-- Text extract --
>>

They gave Modi a walkover

They gave Modi a walkover

Modi has a map for the future. Regional chieftains only have a Tughlaqesque politics.

The BJP has understood the reality of India’s changing society. An organisation that was considered Brahmin-centric put up a backward caste leader like Narendra Modi as its prime ministerial candidate.
The BJP has understood the reality of India’s changing society. An organisation that was considered Brahmin-centric put up a backward caste leader like Narendra Modi as its prime ministerial candidate.

By: Shivanand Tiwari

The results of the Haryana and Maharashtra assembly elections sound a warning for regional parties. In Maharashtra, the BJP did have an organisational base. But in Haryana, it had nothing. In that state, it hadn’t ever bagged more than six seats. What could be the reason, then, for such incredible outcomes in these two states? To begin with, it seems that the voters now seek change not just at the Centre but also in the state. They feel that having a government of the same political colour at the Centre and in the state is necessary for development, that both governments will then cooperate to take the state forward and there will be no conflict between them. But that is not the only reason for the aspiration for change that is visible in the states today.

Ever since 1967, we have had the phenomenon of the state and Central governments being of different political hues. But the big transformation came after 1990, with the implementation of the Mandal Commission report. The Congress dug its own political grave in north India with its opposition to Mandal — it was more or less decimated in Uttar Pradesh and Bihar. At the same time, upper caste dominance of the politics of north India waned. After the V.P. Singh government brought in Mandal, the BJP acquired an anti-Muslim and anti-backward image because it pulled out support from the government and L.K. Advani set out on the rath yatra to Ayodhya on the Ram Mandir issue. That is the reason why, till the last Lok Sabha elections, the BJP’s very existence in UP seemed endangered as power alternated between Mulayam Singh Yadav and Mayawati. In Bihar, it was mainly with the support of Nitish Kumar’s backward caste base that the NDA could form the government in 2005 after displacing a strong leader like Lalu Prasad.

After the Maharashtra and Haryana verdicts, however, the future of these regional chieftains of an earlier time has come under discussion. Can they hold up before the Modi wave? The reason for scepticism about these leaders becomes clear if you look carefully at their style of functioning. Each and every one of them runs his respective party and government in Tughlaqesque ways. Their word is law. They have nurtured neither party organisation nor policy. In the name of social justice, they have only flaunted backwardism, and a Congress-style Muslim vote bank politics has passed for secularism. The worst hunger, malnutrition and poverty is to be found in the sections these leaders have turned into captive vote banks in order to perpetuate themselves in power. It is true that these sections have got some space in society because of the social justice movement. But they now need economic justice. They also have a yearning to improve their own economic circumstances. Their younger generation has not seen upper caste sway and exploitation in the same way. A consumerist culture has changed the way they dream. But the agenda of those who have ruled for 24-25 years on the strength of their vote has not changed. The “secularism” of these parties is alienating Hindus. The result is that in the recent Lok Sabha elections, a large number of Hindus voted as Hindus.

<<

In the article on the Haryana and Maharashtra elections:
(a) What is the largest number of seats the BJP had ever won in Haryana?
(b) In what year did the NDA form the government in Bihar?
(c) Who set out on the rath yatra to Ayodhya?
Answer using only the article.

-- Dataset content --

>>

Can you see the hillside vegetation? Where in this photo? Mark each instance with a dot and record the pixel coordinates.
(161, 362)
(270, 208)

<<

-- Task output --
(a) Six seats.
(b) 2005.
(c) L.K. Advani.